> SET TASK
Copy the material from the line containing "If you would be so kind as to spot the small" through the end of the material, swapping "pixel coordinates" for "image coordinates" and leaving everything else unchanged.

[start of SUPPLIED DATA]

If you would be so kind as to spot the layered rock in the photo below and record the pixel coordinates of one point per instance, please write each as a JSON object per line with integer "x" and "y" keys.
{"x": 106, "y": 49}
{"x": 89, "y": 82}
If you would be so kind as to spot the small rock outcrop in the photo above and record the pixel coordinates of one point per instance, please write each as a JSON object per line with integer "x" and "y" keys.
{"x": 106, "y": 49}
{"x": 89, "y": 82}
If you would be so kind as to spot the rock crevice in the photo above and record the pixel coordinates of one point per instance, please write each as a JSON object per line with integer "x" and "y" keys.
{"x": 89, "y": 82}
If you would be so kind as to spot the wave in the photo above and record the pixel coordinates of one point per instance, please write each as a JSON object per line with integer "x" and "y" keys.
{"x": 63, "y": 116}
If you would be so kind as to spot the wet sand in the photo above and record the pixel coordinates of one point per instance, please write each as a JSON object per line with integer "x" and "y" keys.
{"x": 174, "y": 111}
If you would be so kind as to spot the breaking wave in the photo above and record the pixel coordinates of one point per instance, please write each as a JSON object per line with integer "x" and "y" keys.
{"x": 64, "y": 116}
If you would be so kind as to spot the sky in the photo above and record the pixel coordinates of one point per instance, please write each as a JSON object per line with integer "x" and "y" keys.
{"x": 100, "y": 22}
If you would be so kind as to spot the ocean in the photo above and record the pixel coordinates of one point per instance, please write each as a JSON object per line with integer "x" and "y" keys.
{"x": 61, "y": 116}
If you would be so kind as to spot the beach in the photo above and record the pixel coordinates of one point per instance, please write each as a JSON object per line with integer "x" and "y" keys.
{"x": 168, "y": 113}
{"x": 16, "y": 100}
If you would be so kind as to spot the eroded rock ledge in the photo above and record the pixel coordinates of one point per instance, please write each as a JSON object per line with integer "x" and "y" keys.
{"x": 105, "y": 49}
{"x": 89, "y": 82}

[end of SUPPLIED DATA]

> RESPONSE
If you would be so kind as to spot the small rock outcrop in the photo above and record the image coordinates of one point per instance, please write each as a JSON object per line with integer "x" and "y" keys.
{"x": 106, "y": 49}
{"x": 89, "y": 82}
If you would be so kind as to spot the rock crevice in the photo above and record the image coordinates of one point per instance, please write each as a JSON object per line with integer "x" and "y" keys.
{"x": 89, "y": 82}
If you would be so kind as to spot the wave in the photo above and record the image coordinates of one point per instance, please write each as a JSON object per line with integer "x" and "y" keys.
{"x": 63, "y": 116}
If you would be so kind as to spot the wet sand in the photo above and record the image coordinates of one point per instance, please write each as a JSON object per line with integer "x" and "y" keys.
{"x": 174, "y": 111}
If you would be so kind as to spot the breaking wave in the photo above and record the image coordinates of one point per instance, please write each as a JSON object per line with integer "x" and "y" keys.
{"x": 64, "y": 116}
If you would be so kind as to spot the sky in the photo above and record the image coordinates of one point per instance, please write each as a JSON object per line with integer "x" and "y" keys.
{"x": 100, "y": 22}
If you would be so kind as to spot the ocean in the photo above and record the image coordinates of one point per instance, please write each as a JSON object per line with integer "x" and "y" keys.
{"x": 61, "y": 116}
If you would be so kind as to spot the beach in the photo above and record the image coordinates of one point per instance, please write each as a JSON object per line with integer "x" and "y" keys.
{"x": 168, "y": 113}
{"x": 16, "y": 100}
If you would be so kind as to spot the eroded rock ledge in the photo above and record the image coordinates of one point per instance, please write each as a JSON object per line with integer "x" and "y" keys.
{"x": 105, "y": 49}
{"x": 89, "y": 82}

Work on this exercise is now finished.